Description of the task:
Every entry should be given again exactly, with nothing dropped.

Stored items:

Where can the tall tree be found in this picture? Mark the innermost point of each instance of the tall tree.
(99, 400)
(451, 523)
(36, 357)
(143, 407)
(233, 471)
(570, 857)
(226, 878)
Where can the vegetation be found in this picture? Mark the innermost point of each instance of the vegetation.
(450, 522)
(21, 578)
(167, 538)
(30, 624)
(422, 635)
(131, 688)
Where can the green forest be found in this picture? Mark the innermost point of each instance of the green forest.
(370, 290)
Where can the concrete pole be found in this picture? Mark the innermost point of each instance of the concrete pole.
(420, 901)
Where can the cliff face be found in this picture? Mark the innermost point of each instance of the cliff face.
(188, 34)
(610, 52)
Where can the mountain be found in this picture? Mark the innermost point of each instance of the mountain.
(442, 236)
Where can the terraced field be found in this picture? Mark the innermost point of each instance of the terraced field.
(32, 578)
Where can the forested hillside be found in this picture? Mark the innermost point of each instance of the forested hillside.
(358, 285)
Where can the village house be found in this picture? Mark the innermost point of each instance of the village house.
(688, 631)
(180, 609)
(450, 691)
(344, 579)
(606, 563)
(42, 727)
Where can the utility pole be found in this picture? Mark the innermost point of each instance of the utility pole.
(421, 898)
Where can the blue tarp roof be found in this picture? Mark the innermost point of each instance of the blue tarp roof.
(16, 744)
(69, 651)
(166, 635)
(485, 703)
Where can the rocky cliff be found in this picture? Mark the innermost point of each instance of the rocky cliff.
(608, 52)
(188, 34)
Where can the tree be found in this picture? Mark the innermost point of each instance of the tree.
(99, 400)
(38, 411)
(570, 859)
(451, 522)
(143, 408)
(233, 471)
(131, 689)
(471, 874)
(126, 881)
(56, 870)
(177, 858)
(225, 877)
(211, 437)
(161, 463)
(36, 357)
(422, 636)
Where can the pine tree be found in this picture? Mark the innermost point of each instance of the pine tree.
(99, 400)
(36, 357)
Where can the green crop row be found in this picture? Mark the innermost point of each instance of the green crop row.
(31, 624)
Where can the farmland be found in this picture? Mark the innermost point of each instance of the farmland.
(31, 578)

Problem solution:
Where can the tall tree be found in this picture? Mark the innermost point of each instance of the tall tree.
(99, 400)
(451, 523)
(36, 357)
(143, 407)
(233, 471)
(570, 857)
(226, 878)
Where can the vegetation be found in this picture? Mark the innermost point of each instance of the vegetation.
(450, 522)
(21, 578)
(167, 538)
(30, 624)
(422, 635)
(131, 688)
Where can the green forest be found in this picture? Mark the innermost point of each instance of the green forest.
(370, 290)
Where can the concrete pole be found in this picture? Mark the innermost point of each instance of the concrete pole.
(420, 901)
Where can the cliff face be found in this picture? Mark the innermost point of each instance of the cliff face.
(188, 34)
(610, 52)
Where can the mountain be found in this picture? Mark the innermost point of each instance of the mountain.
(442, 236)
Where can the terraced field be found in this picture? Mark the innermost point of each instance of the terraced field.
(32, 578)
Where can the forested hillside be found in this picture? Mark the innermost point of each instance of the forested hillside.
(358, 285)
Where can the village house be found in this picture? Mark the innermost point of each instance of the village house.
(688, 631)
(180, 609)
(450, 691)
(344, 579)
(606, 563)
(42, 727)
Where can the utility pole be found in this picture? Mark the innermost point of each instance of the utility pole.
(421, 898)
Where can the blue tarp roof be found in this picture? Mark the innermost point of each instance of the blue tarp roof.
(16, 744)
(69, 651)
(166, 635)
(485, 703)
Where can the rocky cliff be found in this picture? Mark the innermost point of each instance of the rocky cliff.
(608, 52)
(188, 34)
Where can the tree be found in this picture? Mark the innermost point of each instance of the tree.
(99, 400)
(38, 411)
(570, 859)
(451, 522)
(143, 408)
(233, 471)
(131, 689)
(471, 874)
(126, 881)
(56, 870)
(177, 858)
(225, 877)
(211, 437)
(161, 463)
(36, 357)
(422, 636)
Where can the pine tree be found in this picture? Mark the innermost point of each instance of the pine tree.
(99, 400)
(36, 357)
Where can the green crop row be found in this picture? Mark the innermost point of each instance of the green crop row.
(31, 624)
Where can the farmland be found in this picture? Mark the innermost point of each instance of the farmland.
(31, 578)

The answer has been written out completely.